**TASK DESCRIPTION**. What is the count of lines in the listing below that hold the string "spectators"? Reply with that number alone.
---+---
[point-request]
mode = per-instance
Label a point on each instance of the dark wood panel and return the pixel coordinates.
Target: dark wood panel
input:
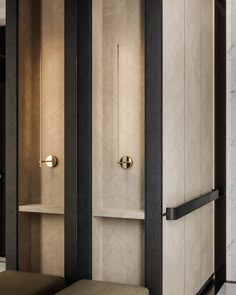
(78, 141)
(85, 139)
(153, 146)
(71, 143)
(11, 133)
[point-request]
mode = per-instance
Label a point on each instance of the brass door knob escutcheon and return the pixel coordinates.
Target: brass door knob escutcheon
(126, 162)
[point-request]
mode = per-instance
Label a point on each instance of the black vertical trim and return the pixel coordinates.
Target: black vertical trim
(71, 145)
(84, 139)
(11, 134)
(153, 146)
(220, 142)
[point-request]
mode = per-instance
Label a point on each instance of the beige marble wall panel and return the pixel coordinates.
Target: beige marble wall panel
(193, 117)
(29, 172)
(123, 251)
(121, 25)
(207, 135)
(52, 54)
(173, 143)
(52, 244)
(118, 243)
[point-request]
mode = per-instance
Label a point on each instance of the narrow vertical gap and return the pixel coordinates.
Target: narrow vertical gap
(201, 135)
(184, 131)
(118, 101)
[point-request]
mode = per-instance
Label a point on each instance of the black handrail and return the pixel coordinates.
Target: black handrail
(188, 207)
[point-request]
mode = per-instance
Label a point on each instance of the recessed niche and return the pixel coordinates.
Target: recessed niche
(41, 133)
(118, 137)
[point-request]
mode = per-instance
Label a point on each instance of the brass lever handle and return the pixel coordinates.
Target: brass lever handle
(51, 161)
(126, 162)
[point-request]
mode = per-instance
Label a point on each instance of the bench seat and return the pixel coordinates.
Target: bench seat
(24, 283)
(85, 287)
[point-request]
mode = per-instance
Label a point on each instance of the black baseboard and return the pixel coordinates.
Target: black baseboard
(208, 287)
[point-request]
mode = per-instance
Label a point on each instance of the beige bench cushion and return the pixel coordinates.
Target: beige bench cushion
(23, 283)
(85, 287)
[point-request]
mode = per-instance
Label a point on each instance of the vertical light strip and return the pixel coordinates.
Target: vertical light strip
(118, 100)
(40, 110)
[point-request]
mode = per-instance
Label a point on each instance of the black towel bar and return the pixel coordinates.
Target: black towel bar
(188, 207)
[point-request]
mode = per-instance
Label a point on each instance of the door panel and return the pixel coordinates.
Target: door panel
(193, 105)
(173, 143)
(188, 147)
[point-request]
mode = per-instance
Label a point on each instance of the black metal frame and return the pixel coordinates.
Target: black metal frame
(153, 146)
(220, 142)
(12, 134)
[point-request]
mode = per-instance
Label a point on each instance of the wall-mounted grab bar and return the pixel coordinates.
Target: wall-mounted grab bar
(183, 210)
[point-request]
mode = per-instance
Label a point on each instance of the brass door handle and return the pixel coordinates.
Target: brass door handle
(51, 161)
(126, 162)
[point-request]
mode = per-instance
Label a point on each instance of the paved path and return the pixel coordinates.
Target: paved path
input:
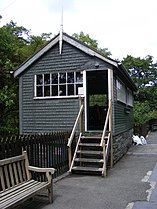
(129, 185)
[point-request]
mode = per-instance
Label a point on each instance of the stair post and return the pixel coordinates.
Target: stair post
(81, 101)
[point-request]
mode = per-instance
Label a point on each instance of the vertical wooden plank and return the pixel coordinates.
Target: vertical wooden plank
(2, 178)
(23, 170)
(7, 176)
(11, 175)
(19, 172)
(15, 173)
(26, 165)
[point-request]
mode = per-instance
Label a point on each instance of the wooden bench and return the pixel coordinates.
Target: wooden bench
(16, 183)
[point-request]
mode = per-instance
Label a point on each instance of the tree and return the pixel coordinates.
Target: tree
(16, 45)
(85, 38)
(144, 73)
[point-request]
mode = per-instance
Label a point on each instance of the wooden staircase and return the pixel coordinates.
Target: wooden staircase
(89, 156)
(92, 149)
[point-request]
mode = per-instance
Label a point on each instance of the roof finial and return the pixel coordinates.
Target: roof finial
(61, 30)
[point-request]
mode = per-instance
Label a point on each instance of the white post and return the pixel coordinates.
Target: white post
(110, 98)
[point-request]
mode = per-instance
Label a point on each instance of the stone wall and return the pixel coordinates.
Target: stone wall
(121, 143)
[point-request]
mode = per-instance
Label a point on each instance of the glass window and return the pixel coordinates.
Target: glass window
(77, 86)
(54, 90)
(46, 91)
(58, 84)
(46, 79)
(129, 98)
(79, 77)
(62, 77)
(55, 78)
(62, 90)
(39, 79)
(70, 77)
(121, 91)
(70, 89)
(39, 91)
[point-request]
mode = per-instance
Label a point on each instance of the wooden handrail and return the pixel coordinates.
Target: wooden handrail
(72, 163)
(74, 127)
(105, 126)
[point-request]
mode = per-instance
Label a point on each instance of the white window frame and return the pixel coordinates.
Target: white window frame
(58, 84)
(129, 98)
(120, 86)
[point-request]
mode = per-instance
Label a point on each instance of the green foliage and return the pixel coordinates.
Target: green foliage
(16, 45)
(85, 38)
(144, 73)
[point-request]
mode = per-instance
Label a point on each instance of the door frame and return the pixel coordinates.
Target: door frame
(110, 90)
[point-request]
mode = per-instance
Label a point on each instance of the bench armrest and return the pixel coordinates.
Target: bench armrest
(41, 170)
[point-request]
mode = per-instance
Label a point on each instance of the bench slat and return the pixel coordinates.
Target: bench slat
(22, 189)
(24, 195)
(15, 172)
(11, 175)
(2, 179)
(23, 170)
(12, 160)
(7, 191)
(19, 171)
(7, 176)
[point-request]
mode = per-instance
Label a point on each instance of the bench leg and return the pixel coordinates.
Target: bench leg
(50, 193)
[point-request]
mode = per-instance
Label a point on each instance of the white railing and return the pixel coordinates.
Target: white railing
(73, 134)
(103, 144)
(105, 126)
(72, 163)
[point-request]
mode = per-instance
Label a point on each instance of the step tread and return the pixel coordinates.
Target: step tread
(93, 137)
(90, 137)
(90, 144)
(81, 168)
(89, 160)
(90, 152)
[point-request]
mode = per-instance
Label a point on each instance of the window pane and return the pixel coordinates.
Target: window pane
(39, 91)
(39, 79)
(62, 90)
(121, 92)
(71, 89)
(77, 86)
(47, 79)
(62, 78)
(55, 78)
(46, 91)
(55, 90)
(79, 77)
(70, 77)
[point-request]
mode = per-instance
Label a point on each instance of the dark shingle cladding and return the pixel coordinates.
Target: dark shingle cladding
(119, 68)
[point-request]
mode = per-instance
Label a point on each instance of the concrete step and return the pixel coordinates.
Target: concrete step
(90, 144)
(89, 160)
(89, 152)
(86, 169)
(90, 137)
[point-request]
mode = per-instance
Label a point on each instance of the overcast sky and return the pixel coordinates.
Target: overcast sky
(122, 26)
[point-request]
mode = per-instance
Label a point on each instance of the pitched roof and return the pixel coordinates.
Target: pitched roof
(78, 44)
(55, 40)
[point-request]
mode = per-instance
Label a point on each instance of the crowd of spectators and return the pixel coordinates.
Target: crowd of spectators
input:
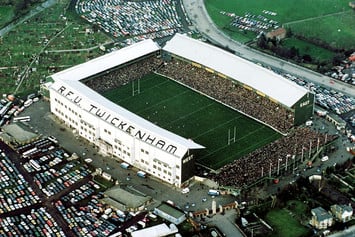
(132, 18)
(268, 159)
(255, 165)
(123, 75)
(224, 90)
(230, 93)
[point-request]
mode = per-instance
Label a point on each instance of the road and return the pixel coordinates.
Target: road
(196, 11)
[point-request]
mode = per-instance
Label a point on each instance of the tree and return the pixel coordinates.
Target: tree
(262, 42)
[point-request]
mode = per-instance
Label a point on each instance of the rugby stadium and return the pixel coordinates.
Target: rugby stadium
(164, 109)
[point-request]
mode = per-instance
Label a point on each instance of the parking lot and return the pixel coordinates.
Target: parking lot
(49, 183)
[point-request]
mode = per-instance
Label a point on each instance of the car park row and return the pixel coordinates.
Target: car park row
(59, 199)
(120, 18)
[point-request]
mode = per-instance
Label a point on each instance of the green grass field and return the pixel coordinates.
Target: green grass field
(185, 112)
(6, 15)
(29, 39)
(287, 222)
(318, 18)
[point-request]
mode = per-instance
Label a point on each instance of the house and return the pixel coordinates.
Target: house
(321, 219)
(279, 34)
(342, 213)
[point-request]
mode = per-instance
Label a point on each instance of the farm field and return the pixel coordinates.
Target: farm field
(328, 20)
(183, 111)
(51, 41)
(6, 14)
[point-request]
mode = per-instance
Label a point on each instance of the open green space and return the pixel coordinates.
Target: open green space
(318, 53)
(6, 15)
(56, 37)
(330, 21)
(286, 222)
(183, 111)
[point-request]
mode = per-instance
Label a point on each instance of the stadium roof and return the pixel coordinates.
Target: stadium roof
(248, 73)
(107, 61)
(71, 78)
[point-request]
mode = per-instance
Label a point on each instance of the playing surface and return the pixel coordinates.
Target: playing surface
(189, 114)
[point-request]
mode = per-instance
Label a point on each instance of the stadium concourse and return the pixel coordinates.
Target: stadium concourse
(246, 87)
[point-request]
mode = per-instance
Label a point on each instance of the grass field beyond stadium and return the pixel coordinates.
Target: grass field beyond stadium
(189, 114)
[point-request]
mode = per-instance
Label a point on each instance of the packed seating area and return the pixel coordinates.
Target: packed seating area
(230, 93)
(259, 163)
(223, 90)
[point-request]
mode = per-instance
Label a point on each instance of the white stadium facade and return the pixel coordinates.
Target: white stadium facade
(129, 138)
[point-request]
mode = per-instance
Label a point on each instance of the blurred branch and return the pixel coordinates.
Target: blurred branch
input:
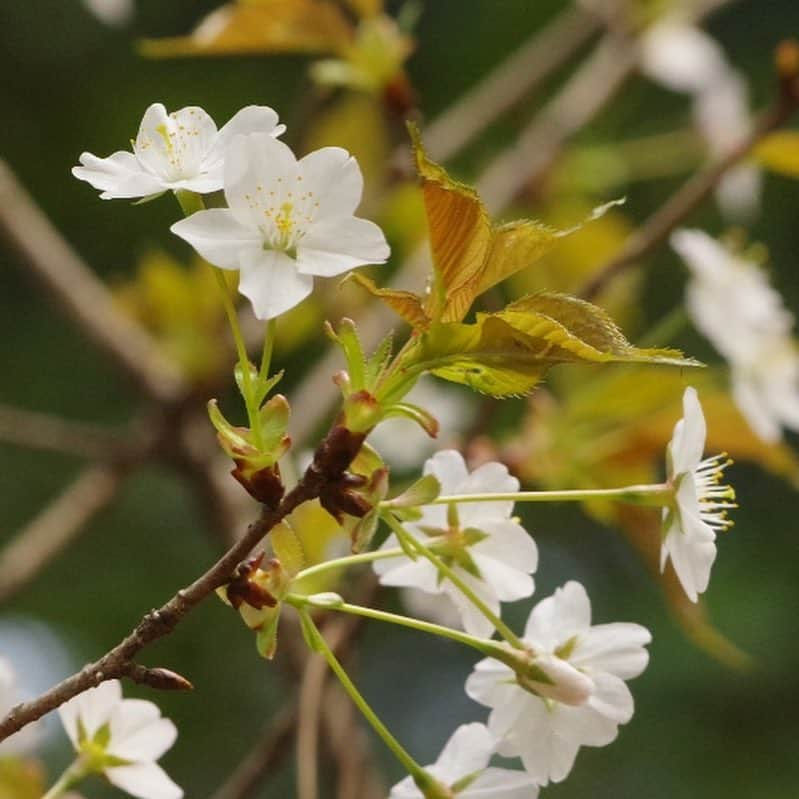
(273, 745)
(691, 194)
(44, 431)
(80, 294)
(515, 77)
(57, 526)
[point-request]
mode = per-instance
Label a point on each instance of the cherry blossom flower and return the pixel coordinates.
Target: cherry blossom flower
(463, 768)
(485, 547)
(178, 151)
(700, 502)
(287, 221)
(544, 731)
(685, 59)
(732, 303)
(122, 739)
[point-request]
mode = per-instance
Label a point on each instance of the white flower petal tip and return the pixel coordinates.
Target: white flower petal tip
(122, 739)
(701, 502)
(480, 541)
(547, 724)
(287, 220)
(462, 767)
(732, 303)
(178, 151)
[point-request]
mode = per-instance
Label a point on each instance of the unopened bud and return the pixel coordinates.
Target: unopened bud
(555, 678)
---+---
**EXERCISE OUTPUT**. 2